-- DOCUMENT TEXT --
•••
The Si6000 is a powerful tool but care must be taken to avoid arithmetic errors in impedance calculations.

Questions asked by new Si6000 users include:
"When the Si6000 calculates impedance does it only reference the nearest plane?"
"Why does the impedance value change if I invert the structure? I should get the same impedance value whichever way I view the structure!"

AP160 addressed these questions for a single ended structure. This application note discusses a commonly used differential structure, the edge-coupled offset stripline.

The characteristic impedance of a microstrip or stripline structure is derived from the physical dimensions of the structure and its material properties. For the edge-coupled offset stripline structure below the Si6000 uses dimensions H, H1, W, W1, S, T and dielectric constant Er as shown in the diagrams below.

Let's assume the parameters are as follows:

H = 15
H1 = 10
W = 5
W1 = 6
S = 4
T = 1
Er = 4

For these values Zo is calculated as 75.0Ω.

Note that H1 is the distance from the base of the traces to the lower plane, W1 is the trace width of each base and S is the separation between the traces in the same plane as W1.

Inverting the structure

What happens if we invert the structure? The dimension numbers used in the calculations change, but the Si6000 should still correctly calculate the impedance.

The diagram below shows the structure inverted.

As in the above example, H1 is the distance from the base of the trace to the lower plane, W1 is the width of each base (W1 is associated with H1) and S is the separation between the traces in the same plane as W1.
•••
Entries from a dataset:
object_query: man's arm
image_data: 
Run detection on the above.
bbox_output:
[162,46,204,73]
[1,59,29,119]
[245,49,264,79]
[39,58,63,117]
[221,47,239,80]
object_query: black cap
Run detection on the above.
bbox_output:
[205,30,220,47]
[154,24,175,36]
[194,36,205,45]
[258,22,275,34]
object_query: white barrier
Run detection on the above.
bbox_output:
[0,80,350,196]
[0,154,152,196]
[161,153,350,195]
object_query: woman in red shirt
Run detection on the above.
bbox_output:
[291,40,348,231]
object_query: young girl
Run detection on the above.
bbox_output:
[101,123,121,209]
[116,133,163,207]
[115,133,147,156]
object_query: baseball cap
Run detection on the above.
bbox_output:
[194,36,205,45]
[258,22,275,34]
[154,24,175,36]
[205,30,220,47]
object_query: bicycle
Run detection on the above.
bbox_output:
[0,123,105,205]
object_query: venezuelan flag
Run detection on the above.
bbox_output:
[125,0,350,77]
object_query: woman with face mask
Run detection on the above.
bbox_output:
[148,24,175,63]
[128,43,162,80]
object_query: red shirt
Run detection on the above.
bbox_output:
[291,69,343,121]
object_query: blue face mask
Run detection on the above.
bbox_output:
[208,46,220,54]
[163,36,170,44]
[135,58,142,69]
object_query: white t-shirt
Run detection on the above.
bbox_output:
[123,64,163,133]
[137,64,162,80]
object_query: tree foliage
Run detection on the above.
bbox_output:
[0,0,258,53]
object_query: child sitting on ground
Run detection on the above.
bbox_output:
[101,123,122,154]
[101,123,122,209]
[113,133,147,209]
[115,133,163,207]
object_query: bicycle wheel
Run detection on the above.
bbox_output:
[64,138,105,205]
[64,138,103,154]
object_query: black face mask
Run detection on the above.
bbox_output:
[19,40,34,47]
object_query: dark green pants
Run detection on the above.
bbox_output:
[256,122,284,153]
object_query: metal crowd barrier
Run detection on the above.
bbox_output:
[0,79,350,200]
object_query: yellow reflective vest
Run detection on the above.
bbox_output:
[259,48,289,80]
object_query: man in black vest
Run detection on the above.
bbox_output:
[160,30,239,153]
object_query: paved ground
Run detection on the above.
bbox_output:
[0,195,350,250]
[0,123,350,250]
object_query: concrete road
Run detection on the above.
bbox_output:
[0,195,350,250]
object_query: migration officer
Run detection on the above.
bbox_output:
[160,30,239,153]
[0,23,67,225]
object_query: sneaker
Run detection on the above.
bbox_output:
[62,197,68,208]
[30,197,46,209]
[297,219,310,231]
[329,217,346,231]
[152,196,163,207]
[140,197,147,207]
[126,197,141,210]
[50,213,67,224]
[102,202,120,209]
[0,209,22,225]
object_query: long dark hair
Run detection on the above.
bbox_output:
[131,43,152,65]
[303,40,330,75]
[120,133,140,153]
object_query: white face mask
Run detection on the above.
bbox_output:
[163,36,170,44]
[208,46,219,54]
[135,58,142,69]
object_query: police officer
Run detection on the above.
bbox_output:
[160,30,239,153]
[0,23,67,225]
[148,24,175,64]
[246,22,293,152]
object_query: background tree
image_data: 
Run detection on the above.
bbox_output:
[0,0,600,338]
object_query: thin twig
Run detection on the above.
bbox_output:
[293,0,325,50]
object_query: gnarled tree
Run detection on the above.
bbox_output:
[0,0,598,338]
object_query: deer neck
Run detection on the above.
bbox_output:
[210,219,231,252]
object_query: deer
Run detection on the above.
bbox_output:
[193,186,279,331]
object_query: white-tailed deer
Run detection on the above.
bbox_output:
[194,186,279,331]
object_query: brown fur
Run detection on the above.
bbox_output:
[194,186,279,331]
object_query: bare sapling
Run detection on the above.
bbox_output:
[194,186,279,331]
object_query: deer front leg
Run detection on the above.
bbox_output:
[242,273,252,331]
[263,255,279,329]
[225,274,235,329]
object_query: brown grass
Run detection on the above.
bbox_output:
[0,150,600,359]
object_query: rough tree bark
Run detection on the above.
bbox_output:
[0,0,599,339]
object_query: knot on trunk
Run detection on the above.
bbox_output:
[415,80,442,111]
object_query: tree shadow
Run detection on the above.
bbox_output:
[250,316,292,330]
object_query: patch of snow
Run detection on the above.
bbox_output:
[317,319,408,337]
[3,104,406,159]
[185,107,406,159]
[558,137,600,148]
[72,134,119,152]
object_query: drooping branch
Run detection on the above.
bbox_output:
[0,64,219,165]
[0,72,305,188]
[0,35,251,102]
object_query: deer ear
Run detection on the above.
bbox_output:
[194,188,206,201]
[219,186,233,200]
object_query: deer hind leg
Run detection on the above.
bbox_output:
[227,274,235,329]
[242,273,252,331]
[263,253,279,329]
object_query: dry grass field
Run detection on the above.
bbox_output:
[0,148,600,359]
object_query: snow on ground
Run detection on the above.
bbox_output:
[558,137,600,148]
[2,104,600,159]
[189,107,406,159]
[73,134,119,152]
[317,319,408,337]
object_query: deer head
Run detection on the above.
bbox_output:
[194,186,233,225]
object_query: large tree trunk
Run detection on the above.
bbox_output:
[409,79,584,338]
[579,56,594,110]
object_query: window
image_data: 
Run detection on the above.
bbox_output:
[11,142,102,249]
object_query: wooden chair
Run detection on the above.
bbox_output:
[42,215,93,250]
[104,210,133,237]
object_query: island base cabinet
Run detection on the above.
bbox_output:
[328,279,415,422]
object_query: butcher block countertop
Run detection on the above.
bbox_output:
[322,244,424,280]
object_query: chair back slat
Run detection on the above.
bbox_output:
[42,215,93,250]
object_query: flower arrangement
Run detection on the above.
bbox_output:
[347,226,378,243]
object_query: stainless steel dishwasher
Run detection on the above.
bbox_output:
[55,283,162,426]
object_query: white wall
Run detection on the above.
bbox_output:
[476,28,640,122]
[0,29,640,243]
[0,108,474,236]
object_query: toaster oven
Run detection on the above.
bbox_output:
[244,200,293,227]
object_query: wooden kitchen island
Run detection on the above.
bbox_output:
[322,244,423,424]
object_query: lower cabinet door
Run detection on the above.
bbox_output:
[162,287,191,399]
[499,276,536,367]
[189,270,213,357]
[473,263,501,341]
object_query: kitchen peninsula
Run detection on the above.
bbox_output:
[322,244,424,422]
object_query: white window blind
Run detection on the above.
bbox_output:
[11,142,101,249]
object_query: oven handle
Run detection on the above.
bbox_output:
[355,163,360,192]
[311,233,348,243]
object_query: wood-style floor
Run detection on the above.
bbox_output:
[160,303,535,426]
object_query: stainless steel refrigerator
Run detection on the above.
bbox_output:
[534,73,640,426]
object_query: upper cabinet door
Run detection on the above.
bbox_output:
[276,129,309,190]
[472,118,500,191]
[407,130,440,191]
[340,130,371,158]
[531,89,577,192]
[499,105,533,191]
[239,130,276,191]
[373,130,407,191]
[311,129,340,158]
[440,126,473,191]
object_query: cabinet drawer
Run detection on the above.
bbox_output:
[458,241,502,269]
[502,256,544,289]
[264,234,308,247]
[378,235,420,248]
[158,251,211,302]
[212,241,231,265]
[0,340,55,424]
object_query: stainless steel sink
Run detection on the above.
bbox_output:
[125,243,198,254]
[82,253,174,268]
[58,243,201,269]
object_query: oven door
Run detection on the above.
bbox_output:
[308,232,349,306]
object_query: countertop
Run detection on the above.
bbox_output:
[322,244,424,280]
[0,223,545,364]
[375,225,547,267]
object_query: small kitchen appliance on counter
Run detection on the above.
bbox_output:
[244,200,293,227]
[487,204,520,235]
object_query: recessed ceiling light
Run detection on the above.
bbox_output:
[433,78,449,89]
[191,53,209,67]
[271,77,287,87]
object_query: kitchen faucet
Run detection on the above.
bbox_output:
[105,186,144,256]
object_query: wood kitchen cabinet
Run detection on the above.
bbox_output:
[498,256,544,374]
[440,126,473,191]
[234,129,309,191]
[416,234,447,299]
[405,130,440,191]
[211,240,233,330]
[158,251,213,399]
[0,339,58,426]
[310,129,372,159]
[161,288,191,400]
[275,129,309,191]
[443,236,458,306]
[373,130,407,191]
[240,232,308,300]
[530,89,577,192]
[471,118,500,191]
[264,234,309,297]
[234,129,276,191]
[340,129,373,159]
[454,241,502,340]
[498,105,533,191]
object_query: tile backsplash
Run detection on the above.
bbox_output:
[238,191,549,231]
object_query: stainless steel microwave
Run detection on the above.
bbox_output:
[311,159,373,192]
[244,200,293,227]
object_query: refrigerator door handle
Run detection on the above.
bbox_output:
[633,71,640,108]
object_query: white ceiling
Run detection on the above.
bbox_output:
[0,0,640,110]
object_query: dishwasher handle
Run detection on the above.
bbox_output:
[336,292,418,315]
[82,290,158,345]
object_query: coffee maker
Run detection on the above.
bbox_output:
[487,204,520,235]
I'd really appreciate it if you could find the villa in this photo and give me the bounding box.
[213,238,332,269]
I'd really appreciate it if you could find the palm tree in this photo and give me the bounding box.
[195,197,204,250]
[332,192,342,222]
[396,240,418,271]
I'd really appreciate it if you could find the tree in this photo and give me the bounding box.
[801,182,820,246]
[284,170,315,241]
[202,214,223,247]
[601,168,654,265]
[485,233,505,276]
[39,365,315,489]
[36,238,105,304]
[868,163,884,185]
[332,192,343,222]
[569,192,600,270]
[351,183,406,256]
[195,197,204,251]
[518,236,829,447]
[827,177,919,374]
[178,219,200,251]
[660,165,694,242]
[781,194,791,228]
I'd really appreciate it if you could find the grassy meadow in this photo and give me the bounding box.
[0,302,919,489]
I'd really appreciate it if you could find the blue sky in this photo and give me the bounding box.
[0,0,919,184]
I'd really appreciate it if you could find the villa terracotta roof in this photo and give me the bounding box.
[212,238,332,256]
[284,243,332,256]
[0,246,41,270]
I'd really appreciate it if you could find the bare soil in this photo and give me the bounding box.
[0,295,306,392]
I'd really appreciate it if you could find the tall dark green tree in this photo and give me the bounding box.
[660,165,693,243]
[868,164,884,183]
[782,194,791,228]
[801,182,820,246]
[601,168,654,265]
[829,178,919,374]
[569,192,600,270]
•••
-- PROBLEMS TO SOLVE --
**a.** Update the records in the stretch from the line containing "object_query: child sitting on ground" through the line containing "[210,219,231,252]", replacing "Run detection" with "Perform detection" and leaving everything else unchanged.
**b.** Continue the text on Si6000 impedance calculations from where it stops.

-- TASK-BY-TASK RESULTS --
**a.**
object_query: child sitting on ground
Perform detection on the above.
bbox_output:
[101,123,122,154]
[101,123,122,209]
[113,133,147,209]
[115,133,163,207]
object_query: bicycle wheel
Perform detection on the above.
bbox_output:
[64,138,105,205]
[64,138,103,154]
object_query: black face mask
Perform detection on the above.
bbox_output:
[19,40,34,47]
object_query: dark green pants
Perform detection on the above.
bbox_output:
[256,122,284,153]
object_query: metal crowd barrier
Perform detection on the above.
bbox_output:
[0,79,350,200]
object_query: yellow reflective vest
Perform detection on the above.
bbox_output:
[259,48,289,80]
object_query: man in black vest
Perform detection on the above.
bbox_output:
[160,30,239,153]
object_query: paved ground
Perform detection on the above.
bbox_output:
[0,195,350,250]
[0,123,350,250]
object_query: concrete road
Perform detection on the above.
bbox_output:
[0,195,350,250]
object_query: migration officer
Perform detection on the above.
bbox_output:
[160,30,239,153]
[0,23,67,225]
object_query: sneaker
Perform detection on the above.
bbox_output:
[62,197,68,208]
[30,197,46,209]
[297,219,310,231]
[329,217,346,231]
[152,196,163,207]
[140,197,147,207]
[126,197,141,210]
[50,213,67,224]
[102,202,120,209]
[0,209,22,225]
object_query: long dark hair
Perform detection on the above.
bbox_output:
[131,43,152,65]
[303,40,330,75]
[120,133,140,153]
object_query: white face mask
Perform detection on the above.
bbox_output:
[163,36,170,44]
[208,46,219,54]
[135,58,142,69]
object_query: police officer
Perform detection on the above.
bbox_output:
[160,30,239,153]
[0,23,67,225]
[148,24,175,64]
[246,22,293,152]
object_query: background tree
image_data: 
Perform detection on the above.
bbox_output:
[0,0,600,338]
object_query: thin twig
Perform detection on the above.
bbox_output:
[293,0,325,50]
object_query: gnarled tree
Perform detection on the above.
bbox_output:
[0,0,598,338]
object_query: deer neck
Perform detection on the above.
bbox_output:
[210,219,231,252]

**b.**
Now the parameters are as follows:

H = 15
H1 = 4
W = 6
W1 = 5
S = 5
T = 1
Er = 4

For these values the Si6000 calculates Zo as 75.0Ω.

New Si6000 users sometimes forget to take into account the thickness of the trace when comparing impedance values between the "normal" and "inverted" structure and calculate the inverted H1 as (H – the non-inverted H1) (= 15 – 10) = 5. The true value for this structure is (H – the non-inverted H1 – T)  (15 – 10 – 1) = 4. (The Si6000 field solver includes the trace thickness in its calculations.)

It's also easy to forget to associate W1 with H1 and S and use the non-inverted values for W, W1 and S.

This would result in the following erroneous parameters:

H = 15
H1 = 5
W = 5
W1 = 6
S = 4
T = 1
Er = 4

For these values the Si6000 would calculate Zo as 78.3Ω, clearly different from the non-inverted value.

So the answer to the first question "When the Si6000 calculates impedance does it only reference the nearest plane?" is that the Si6000 takes every surface into account when calculating impedance. You can use either plane as reference — just be sure to use the finished dimensions in your calculations (the actual trace dimensions after processing).
Similarly, the impedance value does not change if the structure is inverted but you have to take care to use the correct numbers. You get the same impedance value whichever way you view the structure.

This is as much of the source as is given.